- **Task requirements**
Carry on the LDAP text from its last line and keep writing in the same style.

A client starts an LDAP session by connecting to an LDAP server, called a Directory System Agent (DSA), by default on TCP port 389. [3][4] The client then sends an operation request to the server, and the server sends responses in return. With some exceptions, the client does not need to wait for a response before sending the next request, and the server may send the responses in any order. An application client program initiates an LDAP message by calling an LDAP API. But, an X.500 directory server does not understand LDAP messages. In fact, the LDAP client and X.500 server even use different communication protocols (TCP/IP vs. OSI). The LDAP client actually communicates with a gateway process (also called a proxy or front end) that translates and forwards requests to the X.500 directory server (see Figure 2). This gateway is known as an LDAP server. It services requests from the LDAP client. It does this by becoming a client of the X.500 server. The LDAP server must communicate using both TCP/IP and OSI. This way, clients can access the X.500 directory without dealing with the overhead and complexity which X.500 requires.

Structure of LDAP.

Dataset records on object locations
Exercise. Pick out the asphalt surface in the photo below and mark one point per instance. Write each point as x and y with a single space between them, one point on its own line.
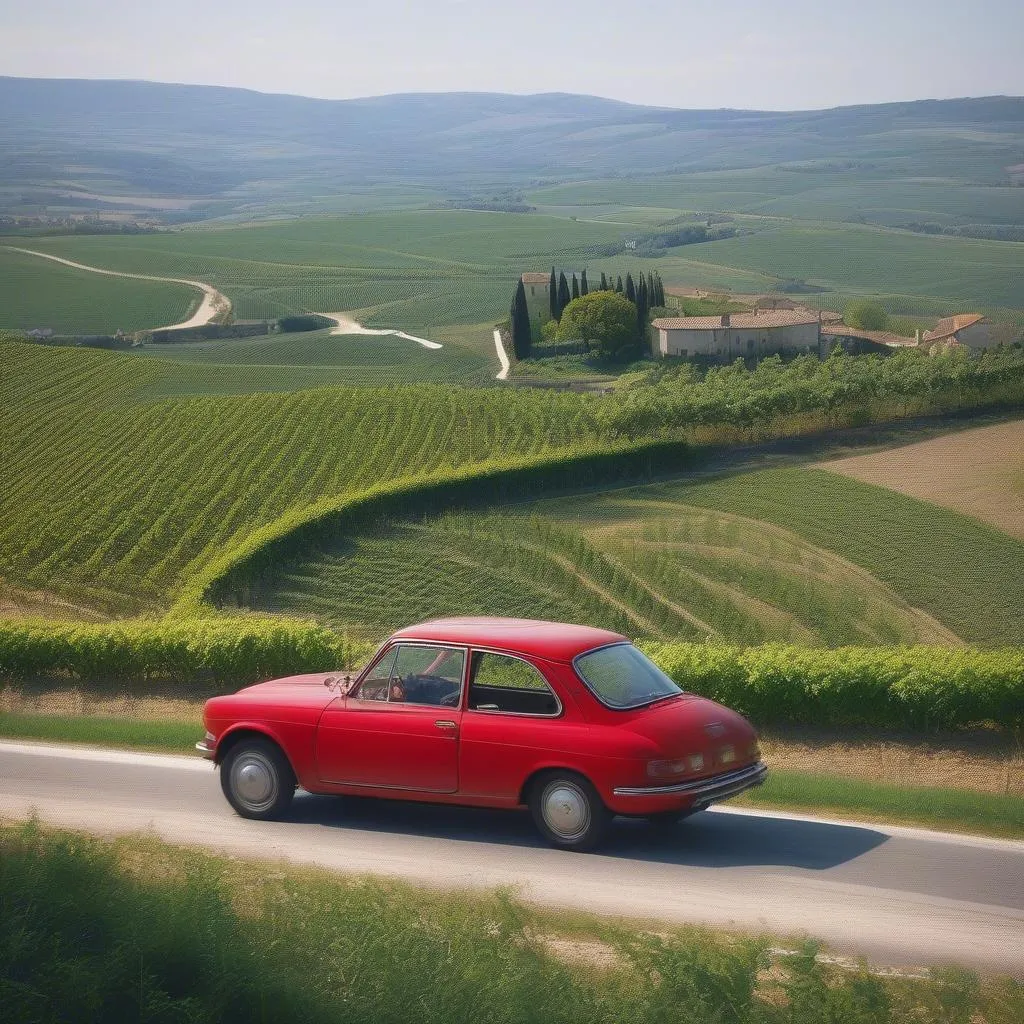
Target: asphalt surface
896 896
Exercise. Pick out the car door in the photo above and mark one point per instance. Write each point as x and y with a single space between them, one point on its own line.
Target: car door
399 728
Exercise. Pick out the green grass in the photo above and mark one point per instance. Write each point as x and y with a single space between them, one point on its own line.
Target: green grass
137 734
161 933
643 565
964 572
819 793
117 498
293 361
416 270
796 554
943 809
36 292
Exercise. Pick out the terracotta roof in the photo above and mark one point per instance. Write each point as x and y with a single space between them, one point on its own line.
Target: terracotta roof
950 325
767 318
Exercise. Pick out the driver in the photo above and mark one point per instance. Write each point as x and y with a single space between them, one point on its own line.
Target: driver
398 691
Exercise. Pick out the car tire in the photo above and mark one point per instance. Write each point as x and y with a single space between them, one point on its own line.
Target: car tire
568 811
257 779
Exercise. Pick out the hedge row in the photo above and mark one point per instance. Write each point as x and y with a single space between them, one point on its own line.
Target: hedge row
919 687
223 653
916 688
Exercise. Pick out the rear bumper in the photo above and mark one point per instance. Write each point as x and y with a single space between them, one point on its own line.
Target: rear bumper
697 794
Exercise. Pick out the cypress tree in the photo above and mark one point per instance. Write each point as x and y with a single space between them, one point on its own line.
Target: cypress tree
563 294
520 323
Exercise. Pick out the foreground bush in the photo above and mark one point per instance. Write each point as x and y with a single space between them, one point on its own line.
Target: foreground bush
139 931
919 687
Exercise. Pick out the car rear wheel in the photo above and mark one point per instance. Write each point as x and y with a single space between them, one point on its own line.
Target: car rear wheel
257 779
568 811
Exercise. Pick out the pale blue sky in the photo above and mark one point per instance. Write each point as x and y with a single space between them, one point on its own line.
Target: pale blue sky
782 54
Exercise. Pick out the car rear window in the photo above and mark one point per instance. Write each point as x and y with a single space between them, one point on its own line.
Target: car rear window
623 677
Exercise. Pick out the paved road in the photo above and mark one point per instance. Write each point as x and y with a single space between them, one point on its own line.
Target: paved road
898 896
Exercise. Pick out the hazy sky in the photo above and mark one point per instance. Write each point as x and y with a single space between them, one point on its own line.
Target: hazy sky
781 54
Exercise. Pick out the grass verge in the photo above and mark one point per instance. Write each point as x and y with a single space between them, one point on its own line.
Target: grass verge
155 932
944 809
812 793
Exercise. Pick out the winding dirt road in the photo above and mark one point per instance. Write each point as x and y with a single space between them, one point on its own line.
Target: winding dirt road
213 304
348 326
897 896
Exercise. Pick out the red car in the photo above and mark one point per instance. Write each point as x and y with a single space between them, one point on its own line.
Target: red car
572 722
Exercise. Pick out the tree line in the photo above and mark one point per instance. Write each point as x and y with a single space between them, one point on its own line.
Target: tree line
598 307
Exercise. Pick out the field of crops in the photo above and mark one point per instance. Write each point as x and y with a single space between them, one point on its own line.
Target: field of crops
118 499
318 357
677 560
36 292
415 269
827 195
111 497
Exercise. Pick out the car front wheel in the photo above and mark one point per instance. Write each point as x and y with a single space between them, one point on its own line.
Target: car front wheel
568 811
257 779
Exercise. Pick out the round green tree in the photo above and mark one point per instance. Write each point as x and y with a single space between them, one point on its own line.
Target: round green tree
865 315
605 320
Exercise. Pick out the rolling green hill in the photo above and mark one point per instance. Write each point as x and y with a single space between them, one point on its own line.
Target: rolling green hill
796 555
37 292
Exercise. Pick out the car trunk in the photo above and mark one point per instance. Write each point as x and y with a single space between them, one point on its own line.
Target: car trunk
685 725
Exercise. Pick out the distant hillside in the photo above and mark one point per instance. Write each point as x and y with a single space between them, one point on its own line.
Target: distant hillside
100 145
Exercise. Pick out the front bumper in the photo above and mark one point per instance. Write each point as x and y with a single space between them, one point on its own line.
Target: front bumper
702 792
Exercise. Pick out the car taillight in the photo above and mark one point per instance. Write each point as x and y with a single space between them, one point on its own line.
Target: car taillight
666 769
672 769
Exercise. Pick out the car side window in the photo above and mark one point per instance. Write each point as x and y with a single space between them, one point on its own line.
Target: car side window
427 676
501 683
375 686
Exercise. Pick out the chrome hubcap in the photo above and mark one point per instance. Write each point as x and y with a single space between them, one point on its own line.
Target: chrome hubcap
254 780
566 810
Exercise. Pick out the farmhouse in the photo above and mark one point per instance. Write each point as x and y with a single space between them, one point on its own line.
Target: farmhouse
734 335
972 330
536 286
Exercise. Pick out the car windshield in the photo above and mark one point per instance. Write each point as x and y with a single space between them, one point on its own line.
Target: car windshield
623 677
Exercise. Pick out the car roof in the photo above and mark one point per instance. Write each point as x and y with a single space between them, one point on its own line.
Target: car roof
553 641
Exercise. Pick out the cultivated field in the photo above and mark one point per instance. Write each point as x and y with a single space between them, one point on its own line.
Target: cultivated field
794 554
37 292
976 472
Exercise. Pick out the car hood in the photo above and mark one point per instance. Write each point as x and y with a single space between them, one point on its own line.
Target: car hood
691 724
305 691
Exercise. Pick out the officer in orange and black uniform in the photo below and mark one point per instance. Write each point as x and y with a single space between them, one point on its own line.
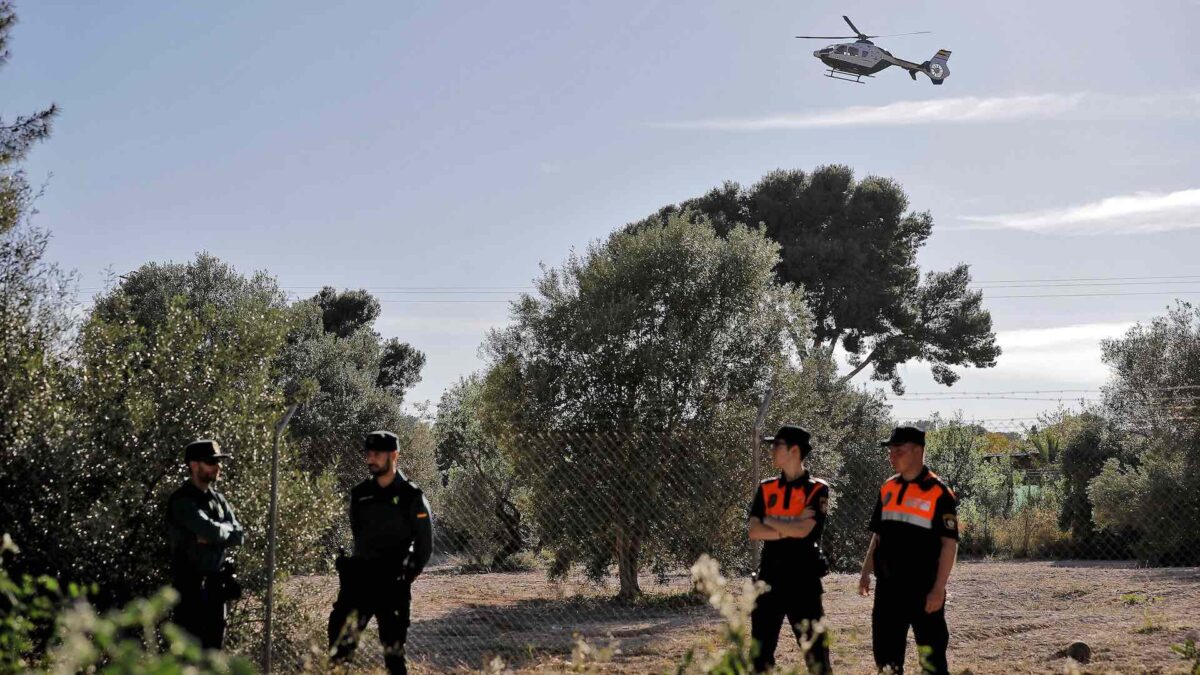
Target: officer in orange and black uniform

...

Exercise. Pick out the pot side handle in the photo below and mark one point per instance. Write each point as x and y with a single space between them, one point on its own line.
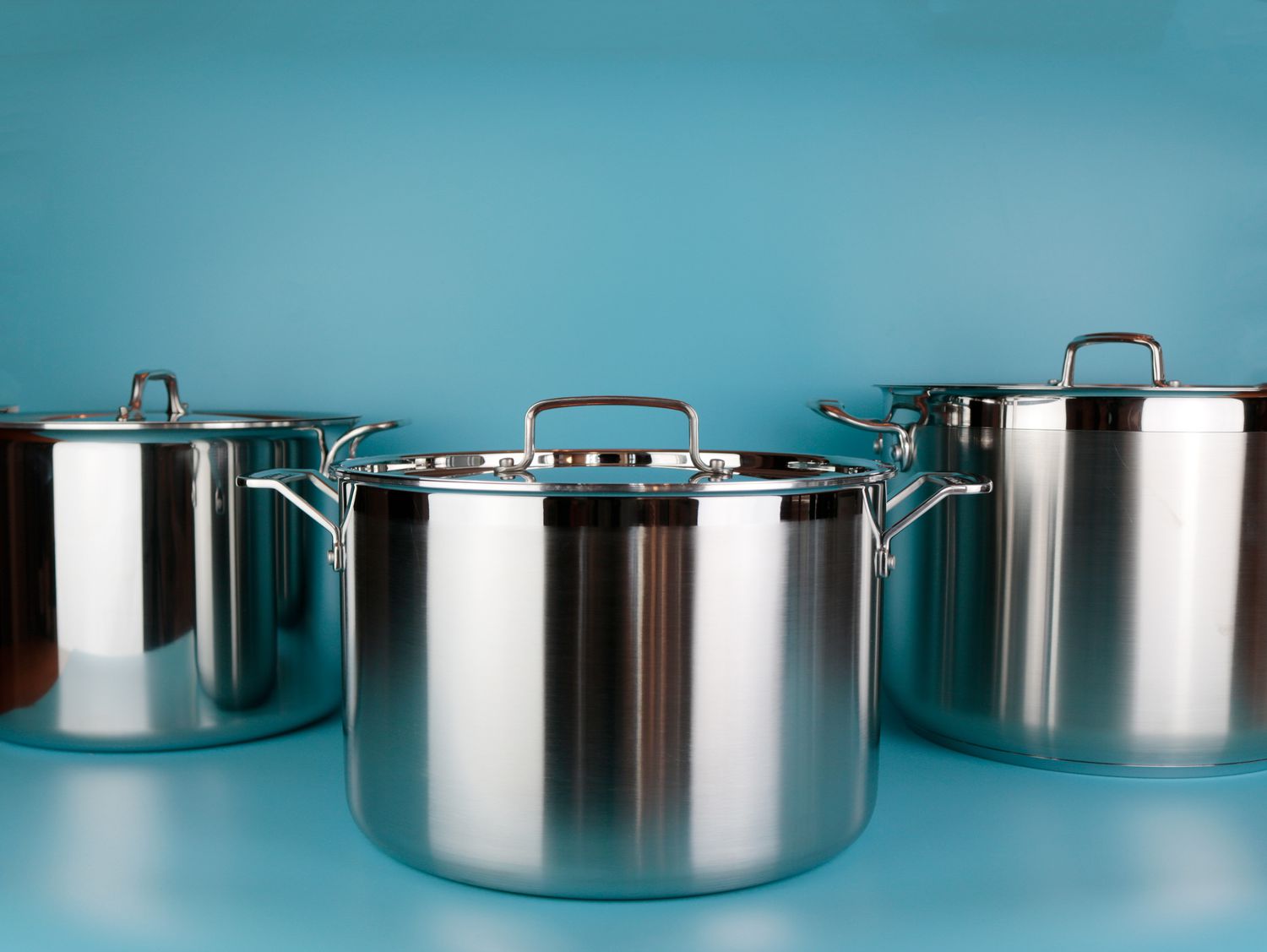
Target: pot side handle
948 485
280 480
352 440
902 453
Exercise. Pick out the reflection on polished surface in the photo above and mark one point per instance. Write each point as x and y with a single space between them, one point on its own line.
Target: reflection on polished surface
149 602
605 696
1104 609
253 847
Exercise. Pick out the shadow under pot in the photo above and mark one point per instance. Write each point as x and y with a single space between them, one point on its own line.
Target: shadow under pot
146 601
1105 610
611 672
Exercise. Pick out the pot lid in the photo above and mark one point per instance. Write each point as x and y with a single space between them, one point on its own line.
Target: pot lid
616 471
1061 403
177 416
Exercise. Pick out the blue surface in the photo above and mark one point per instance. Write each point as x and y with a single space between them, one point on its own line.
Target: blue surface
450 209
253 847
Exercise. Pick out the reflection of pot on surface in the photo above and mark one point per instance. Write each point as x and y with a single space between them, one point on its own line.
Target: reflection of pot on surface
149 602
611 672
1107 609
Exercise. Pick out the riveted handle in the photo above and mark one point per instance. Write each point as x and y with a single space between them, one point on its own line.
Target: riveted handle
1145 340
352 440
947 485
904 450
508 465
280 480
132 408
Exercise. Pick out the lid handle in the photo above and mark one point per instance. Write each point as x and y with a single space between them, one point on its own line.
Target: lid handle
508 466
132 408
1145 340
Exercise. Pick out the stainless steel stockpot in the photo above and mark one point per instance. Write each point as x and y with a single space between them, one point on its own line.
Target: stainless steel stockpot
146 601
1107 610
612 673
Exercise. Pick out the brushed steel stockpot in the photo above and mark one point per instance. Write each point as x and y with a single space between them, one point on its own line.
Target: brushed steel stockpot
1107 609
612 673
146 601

- **Task response**
In LDAP, object classes are used to group related information.[5] Typically, an object class models some real-world object such as a person, printer, or network device. The definition of an LDAP object class includes the following pieces of information:

• An object identifier (OID) that uniquely identifies the class;

• A name that also uniquely identifies the class;

• A set of mandatory attributes;

• A set of allowed attributes.

Attributes (also requiring both an OID and a name) that an object class definition includes must be unique throughout the entire directory schema. The set of mandatory (required) attributes is usually fairly short or even empty. The set of allowed (optional) attributes is often quite long. It is the job of each directory server to enforce attribute restrictions of an object class when an entry is added to the directory or modified in any way. One object class can be derived from another, in which case it inherits the Characteristics of the other class[6] This is sometimes called sub classing, or object class inheritance. It includes the following object classes:

• top: - The top object class is an abstract class. All other object classes are subclasses of top. top has just one mandatory attribute: the object Class attribute.

• subschema: - The subschema object class is an auxiliary object class. It contains the schema (for example object classes, attribute types, matching rules, and so on) for the LDAP directory server.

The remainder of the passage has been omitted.